Dataset entries:
*****

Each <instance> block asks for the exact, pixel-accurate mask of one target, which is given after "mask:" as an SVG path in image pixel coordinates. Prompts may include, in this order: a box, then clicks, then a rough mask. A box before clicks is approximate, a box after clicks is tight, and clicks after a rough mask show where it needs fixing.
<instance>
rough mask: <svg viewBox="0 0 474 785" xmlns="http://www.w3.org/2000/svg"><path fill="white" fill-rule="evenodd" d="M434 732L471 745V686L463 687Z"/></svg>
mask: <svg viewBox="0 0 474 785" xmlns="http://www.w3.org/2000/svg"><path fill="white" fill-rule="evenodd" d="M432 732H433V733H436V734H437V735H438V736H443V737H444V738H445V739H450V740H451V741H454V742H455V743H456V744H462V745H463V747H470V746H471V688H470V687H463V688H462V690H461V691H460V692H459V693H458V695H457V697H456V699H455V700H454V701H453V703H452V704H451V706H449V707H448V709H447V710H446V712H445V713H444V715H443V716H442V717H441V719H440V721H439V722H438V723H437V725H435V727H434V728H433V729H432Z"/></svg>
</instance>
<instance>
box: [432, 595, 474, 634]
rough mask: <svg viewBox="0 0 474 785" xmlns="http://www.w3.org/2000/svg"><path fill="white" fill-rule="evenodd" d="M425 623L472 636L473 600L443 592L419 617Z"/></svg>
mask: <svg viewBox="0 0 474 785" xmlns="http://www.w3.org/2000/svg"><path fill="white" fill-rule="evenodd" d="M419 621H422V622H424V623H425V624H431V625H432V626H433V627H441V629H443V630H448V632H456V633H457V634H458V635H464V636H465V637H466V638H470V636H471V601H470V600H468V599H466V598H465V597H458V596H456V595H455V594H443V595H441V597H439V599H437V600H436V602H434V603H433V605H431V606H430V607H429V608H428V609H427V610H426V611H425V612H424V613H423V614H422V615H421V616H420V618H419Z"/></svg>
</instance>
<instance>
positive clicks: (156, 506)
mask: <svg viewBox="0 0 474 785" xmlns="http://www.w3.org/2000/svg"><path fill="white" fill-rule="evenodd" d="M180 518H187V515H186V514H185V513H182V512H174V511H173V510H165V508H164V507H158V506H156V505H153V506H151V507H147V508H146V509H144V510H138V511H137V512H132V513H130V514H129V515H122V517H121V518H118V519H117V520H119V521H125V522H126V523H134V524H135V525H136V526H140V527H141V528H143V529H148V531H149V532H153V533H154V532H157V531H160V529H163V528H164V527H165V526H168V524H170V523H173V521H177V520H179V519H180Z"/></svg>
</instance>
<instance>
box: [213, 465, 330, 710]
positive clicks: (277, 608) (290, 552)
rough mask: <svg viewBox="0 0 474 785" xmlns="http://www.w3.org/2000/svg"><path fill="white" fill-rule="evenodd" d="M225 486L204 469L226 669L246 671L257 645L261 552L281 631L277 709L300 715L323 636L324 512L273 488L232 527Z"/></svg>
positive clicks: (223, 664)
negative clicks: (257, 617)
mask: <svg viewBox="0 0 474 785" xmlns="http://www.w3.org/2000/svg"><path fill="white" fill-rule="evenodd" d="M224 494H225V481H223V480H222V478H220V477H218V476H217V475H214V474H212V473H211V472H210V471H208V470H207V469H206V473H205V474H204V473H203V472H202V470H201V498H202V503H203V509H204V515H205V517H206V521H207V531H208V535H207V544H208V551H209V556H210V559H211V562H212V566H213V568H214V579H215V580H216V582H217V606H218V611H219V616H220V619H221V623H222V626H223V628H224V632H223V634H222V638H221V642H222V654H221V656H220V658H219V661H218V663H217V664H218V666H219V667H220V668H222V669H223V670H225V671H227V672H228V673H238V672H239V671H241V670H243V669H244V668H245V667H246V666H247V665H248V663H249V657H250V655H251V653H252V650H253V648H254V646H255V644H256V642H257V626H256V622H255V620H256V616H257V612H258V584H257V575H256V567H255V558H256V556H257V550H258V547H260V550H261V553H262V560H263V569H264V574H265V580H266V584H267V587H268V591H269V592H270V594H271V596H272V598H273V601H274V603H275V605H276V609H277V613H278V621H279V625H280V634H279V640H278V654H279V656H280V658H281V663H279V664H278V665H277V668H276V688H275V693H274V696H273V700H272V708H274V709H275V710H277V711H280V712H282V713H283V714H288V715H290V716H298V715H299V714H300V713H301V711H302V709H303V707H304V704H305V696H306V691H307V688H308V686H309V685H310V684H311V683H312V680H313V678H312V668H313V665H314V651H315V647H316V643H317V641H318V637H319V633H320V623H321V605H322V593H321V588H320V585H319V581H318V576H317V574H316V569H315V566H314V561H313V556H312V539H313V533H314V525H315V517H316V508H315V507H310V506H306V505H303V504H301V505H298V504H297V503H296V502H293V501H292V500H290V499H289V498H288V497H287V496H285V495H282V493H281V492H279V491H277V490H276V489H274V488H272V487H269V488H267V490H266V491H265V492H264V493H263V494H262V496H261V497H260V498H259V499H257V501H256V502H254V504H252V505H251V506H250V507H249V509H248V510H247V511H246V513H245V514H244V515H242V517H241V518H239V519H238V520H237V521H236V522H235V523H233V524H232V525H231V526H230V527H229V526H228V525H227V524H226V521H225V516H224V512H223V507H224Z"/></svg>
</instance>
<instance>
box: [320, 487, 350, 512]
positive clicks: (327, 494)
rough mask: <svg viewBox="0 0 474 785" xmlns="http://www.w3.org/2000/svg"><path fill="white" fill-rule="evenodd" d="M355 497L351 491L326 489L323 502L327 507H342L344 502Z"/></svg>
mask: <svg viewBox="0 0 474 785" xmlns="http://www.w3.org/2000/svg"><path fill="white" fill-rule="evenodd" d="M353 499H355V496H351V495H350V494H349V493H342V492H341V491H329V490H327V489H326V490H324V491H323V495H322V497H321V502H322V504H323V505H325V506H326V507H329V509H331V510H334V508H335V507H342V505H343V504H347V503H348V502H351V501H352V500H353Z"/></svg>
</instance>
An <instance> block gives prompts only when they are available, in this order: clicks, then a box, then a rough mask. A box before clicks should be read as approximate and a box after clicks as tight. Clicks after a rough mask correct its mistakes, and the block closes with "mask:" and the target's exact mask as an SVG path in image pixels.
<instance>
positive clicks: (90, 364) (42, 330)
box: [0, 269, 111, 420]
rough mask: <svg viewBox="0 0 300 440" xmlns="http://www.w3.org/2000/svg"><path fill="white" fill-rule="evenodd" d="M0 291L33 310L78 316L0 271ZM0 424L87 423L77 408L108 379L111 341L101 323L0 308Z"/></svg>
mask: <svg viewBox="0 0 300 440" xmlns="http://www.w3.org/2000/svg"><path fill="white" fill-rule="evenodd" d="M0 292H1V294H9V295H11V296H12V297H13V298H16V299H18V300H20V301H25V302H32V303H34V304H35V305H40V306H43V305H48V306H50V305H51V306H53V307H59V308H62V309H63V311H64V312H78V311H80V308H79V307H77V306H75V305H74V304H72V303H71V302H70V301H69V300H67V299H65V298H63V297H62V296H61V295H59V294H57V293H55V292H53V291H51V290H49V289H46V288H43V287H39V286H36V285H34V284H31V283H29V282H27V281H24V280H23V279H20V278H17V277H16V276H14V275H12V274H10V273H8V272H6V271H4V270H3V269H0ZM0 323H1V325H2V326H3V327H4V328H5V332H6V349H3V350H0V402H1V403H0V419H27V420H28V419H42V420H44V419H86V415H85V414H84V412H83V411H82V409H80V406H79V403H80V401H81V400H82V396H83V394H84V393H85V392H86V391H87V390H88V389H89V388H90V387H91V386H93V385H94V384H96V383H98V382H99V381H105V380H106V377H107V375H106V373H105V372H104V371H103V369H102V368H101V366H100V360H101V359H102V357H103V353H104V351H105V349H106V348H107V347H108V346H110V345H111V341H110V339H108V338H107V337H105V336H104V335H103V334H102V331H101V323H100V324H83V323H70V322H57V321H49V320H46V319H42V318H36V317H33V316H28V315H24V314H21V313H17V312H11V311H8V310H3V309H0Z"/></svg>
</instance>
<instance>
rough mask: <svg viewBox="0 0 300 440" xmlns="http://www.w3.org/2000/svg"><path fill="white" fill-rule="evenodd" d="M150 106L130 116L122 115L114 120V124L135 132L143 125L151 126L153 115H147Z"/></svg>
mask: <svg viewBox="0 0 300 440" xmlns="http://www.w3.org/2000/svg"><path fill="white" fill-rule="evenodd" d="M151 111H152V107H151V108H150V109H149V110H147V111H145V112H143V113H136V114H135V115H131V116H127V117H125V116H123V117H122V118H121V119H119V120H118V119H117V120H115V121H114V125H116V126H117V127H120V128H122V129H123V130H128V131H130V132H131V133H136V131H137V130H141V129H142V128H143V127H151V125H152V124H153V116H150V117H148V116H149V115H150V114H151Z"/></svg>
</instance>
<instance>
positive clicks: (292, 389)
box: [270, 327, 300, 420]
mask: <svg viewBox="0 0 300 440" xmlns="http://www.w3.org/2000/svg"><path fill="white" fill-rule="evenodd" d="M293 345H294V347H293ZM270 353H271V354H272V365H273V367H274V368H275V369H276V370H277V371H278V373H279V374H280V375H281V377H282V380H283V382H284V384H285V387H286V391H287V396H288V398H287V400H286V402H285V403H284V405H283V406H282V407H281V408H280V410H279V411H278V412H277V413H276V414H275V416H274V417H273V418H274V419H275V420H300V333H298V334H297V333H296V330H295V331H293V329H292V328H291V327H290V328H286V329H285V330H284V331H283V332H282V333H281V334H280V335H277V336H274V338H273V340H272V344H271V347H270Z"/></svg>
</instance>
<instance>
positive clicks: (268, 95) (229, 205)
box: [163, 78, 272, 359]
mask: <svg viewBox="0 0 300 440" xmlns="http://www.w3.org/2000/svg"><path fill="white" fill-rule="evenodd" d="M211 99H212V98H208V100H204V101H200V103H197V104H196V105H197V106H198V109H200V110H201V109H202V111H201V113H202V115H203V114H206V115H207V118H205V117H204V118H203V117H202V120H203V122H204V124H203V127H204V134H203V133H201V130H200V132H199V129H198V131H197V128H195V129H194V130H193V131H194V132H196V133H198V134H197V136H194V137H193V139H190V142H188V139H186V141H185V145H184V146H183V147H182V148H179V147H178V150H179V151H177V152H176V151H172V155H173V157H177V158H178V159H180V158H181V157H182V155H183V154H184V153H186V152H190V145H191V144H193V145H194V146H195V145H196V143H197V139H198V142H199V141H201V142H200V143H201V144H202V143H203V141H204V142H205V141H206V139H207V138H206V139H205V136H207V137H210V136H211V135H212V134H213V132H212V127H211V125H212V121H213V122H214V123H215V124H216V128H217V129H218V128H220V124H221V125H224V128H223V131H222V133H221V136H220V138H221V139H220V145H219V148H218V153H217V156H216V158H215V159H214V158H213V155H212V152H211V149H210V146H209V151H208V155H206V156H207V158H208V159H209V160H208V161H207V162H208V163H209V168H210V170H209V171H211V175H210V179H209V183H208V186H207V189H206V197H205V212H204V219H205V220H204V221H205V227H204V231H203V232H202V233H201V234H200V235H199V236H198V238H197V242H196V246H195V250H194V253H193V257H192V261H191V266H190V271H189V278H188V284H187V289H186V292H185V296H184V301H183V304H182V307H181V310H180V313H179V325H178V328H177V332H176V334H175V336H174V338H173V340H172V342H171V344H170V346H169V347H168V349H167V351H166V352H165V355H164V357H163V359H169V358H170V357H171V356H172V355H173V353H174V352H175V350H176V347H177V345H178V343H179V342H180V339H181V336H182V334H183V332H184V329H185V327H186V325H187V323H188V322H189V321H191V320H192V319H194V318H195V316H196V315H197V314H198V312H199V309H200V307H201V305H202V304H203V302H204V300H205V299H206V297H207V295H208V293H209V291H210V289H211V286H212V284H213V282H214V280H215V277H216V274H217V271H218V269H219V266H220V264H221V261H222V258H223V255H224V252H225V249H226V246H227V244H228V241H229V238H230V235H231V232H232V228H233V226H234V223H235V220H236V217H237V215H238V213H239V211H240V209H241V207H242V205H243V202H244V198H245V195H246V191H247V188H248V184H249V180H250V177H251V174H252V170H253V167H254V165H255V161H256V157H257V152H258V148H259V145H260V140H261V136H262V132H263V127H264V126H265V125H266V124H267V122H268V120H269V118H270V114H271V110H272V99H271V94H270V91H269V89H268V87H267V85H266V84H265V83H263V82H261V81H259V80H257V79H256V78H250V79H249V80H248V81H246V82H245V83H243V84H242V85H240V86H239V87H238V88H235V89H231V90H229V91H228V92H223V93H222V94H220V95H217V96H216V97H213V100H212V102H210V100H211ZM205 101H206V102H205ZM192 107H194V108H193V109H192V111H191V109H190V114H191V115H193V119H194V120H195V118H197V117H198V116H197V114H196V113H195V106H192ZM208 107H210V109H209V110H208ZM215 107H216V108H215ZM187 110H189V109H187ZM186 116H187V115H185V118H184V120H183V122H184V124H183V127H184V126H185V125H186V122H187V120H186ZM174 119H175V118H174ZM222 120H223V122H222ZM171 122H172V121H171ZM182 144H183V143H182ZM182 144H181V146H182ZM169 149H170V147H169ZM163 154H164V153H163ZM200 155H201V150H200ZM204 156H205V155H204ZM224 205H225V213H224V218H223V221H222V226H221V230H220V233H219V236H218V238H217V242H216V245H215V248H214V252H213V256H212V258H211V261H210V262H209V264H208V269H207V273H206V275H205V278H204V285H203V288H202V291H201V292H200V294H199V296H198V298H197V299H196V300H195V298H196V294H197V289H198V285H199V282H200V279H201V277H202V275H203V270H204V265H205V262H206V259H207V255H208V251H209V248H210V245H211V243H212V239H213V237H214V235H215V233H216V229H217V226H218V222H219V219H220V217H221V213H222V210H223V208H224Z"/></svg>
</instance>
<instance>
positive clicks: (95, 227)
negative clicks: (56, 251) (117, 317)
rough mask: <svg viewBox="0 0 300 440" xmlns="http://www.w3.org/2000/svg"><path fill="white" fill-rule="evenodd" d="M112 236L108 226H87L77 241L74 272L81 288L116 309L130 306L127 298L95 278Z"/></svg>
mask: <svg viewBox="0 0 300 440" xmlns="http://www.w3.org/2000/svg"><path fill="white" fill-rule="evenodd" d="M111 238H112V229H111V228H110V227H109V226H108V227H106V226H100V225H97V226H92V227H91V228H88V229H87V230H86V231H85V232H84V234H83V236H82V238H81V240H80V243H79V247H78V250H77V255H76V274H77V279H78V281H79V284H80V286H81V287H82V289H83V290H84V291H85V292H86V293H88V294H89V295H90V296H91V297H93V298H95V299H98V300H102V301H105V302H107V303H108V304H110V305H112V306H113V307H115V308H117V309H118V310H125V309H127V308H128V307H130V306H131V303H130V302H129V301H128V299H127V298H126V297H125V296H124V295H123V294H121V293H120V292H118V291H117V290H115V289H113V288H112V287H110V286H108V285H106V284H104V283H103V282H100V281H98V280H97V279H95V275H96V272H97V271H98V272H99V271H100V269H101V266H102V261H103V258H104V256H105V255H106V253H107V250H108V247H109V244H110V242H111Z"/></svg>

*****

* [TRY IT]: In the data above, find the line with "box: [320, 487, 350, 512]" and the line with "box: [0, 269, 111, 420]". Retype both, plus every line between them, exactly.

* [SOLUTION TO THE PROBLEM]:
box: [320, 487, 350, 512]
positive clicks: (327, 494)
rough mask: <svg viewBox="0 0 474 785" xmlns="http://www.w3.org/2000/svg"><path fill="white" fill-rule="evenodd" d="M355 497L351 491L326 489L323 502L327 507H342L344 502Z"/></svg>
mask: <svg viewBox="0 0 474 785" xmlns="http://www.w3.org/2000/svg"><path fill="white" fill-rule="evenodd" d="M353 499H355V496H351V495H350V494H349V493H342V492H341V491H329V490H327V489H326V490H324V491H323V495H322V497H321V502H322V504H323V505H325V506H326V507H329V509H331V510H334V508H335V507H342V505H343V504H347V503H348V502H351V501H352V500H353Z"/></svg>
</instance>
An <instance> block gives prompts only when they are available, in this order: clicks, then a box, then a rough mask. A box before clicks should be read as approximate and a box after clicks as tight. Clicks after a rough mask correct its mistakes, and the block closes with "mask:" and the target's exact mask as an SVG path in image pixels.
<instance>
positive clicks: (90, 364) (42, 330)
box: [0, 269, 111, 420]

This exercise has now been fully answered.